QUESTIONS TO ANSWER =>
- 1) Summarize the market update in two sentences.
- 2) Restate part of the market update, beginning at the words "Share Markets: After" and stopping after "is currently 1.46%.", and swap "Apple" for "Microsoft" throughout.

SUPPLIED TEXT =>
Main Themes: Negative sentiment sparked by the coronavirus outbreak tempered overnight. Stocks rose and safe-haven assets generally weakened, despite Hong Kong imposing travel restrictions and the death-toll from the virus rising. US economic data released overnight also supported markets.
Share Markets: After plunging in the previous session, US stocks rebounded. A surge in Apple shares led the rise as investors ratcheted up expectations ahead of its earnings announcement due later today. The Dow Jones is currently up 0.9% while the S&P500 is 1.1% higher.
Comments from the head of the World Health Organisation (WHO) backing China’s ability to contain the spread of the new coronavirus helped to calm markets.
Interest Rates: US treasury yields rebounded from 3-month lows as investors recalibrated their appetite for risk. 10-year treasury yields increased 4 basis points to 1.65%. The 2-year yield rose 2 basis points and is currently 1.46%.

MATERIAL PROVIDED =>
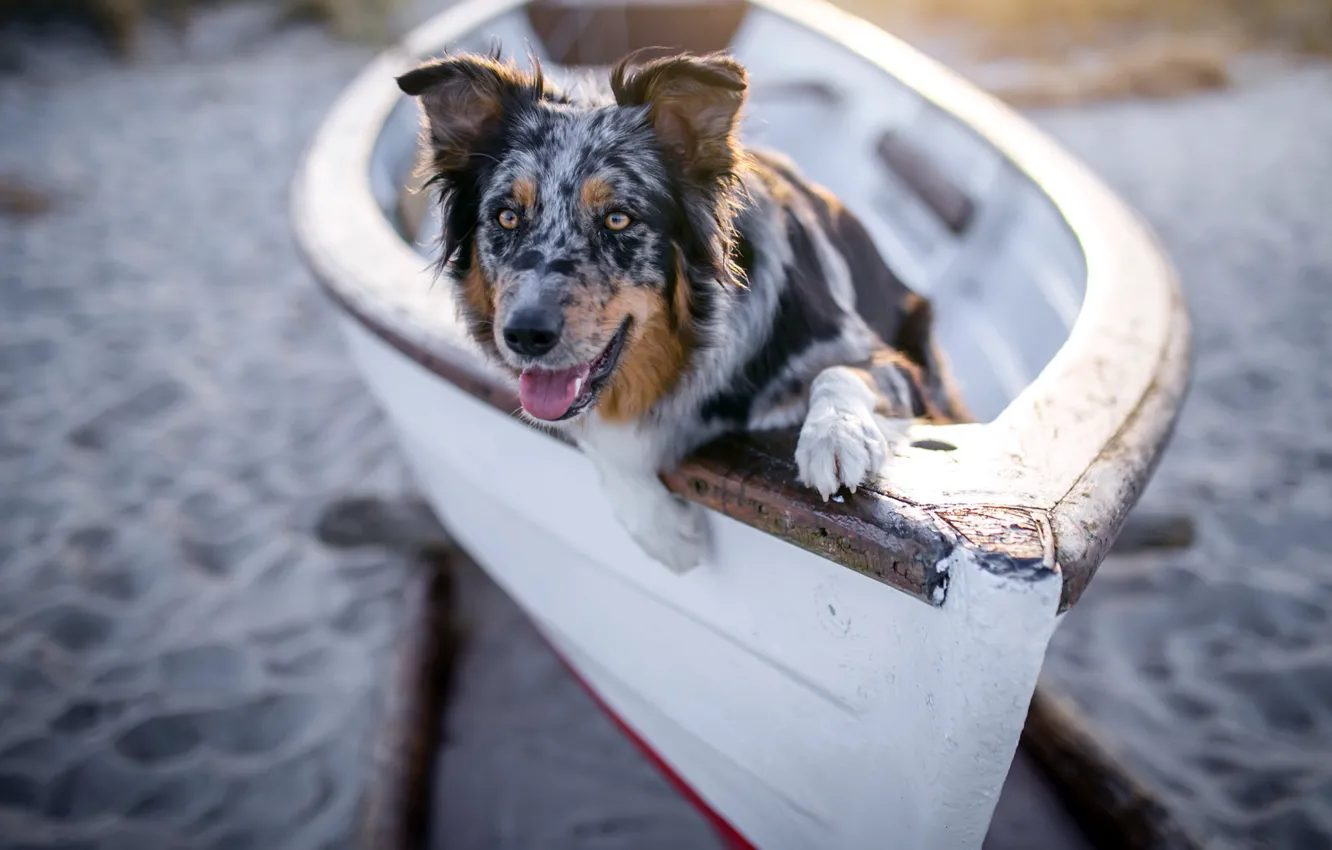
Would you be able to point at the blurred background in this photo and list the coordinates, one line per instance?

==

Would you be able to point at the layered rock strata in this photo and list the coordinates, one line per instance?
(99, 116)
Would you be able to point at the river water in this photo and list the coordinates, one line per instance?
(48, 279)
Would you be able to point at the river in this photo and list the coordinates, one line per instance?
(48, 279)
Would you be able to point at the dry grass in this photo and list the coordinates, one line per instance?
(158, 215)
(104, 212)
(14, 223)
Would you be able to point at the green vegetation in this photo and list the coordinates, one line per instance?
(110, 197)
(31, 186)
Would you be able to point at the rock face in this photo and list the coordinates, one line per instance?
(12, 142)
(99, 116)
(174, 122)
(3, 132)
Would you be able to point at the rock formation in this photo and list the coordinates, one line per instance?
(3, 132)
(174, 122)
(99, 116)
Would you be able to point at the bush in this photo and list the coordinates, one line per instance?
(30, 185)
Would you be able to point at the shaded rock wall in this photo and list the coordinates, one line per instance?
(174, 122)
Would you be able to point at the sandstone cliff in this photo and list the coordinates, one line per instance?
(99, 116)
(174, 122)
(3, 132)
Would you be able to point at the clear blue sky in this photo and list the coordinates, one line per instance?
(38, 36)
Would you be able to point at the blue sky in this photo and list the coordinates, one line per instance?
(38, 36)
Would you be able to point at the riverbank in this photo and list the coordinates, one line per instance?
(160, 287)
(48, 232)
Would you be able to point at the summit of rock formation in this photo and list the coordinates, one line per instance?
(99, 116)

RESPONSES =>
- 1) Negative sentiment from the coronavirus outbreak eased overnight, and US stocks rebounded, led by a surge in Apple shares and helped by comments from the head of the WHO backing China's ability to contain the virus. US treasury yields also rebounded from 3-month lows, with 10-year yields rising 4 basis points to 1.65%.

- 2)
Share Markets: After plunging in the previous session, US stocks rebounded. A surge in Microsoft shares led the rise as investors ratcheted up expectations ahead of its earnings announcement due later today. The Dow Jones is currently up 0.9% while the S&P500 is 1.1% higher.
Comments from the head of the World Health Organisation (WHO) backing China’s ability to contain the spread of the new coronavirus helped to calm markets.
Interest Rates: US treasury yields rebounded from 3-month lows as investors recalibrated their appetite for risk. 10-year treasury yields increased 4 basis points to 1.65%. The 2-year yield rose 2 basis points and is currently 1.46%.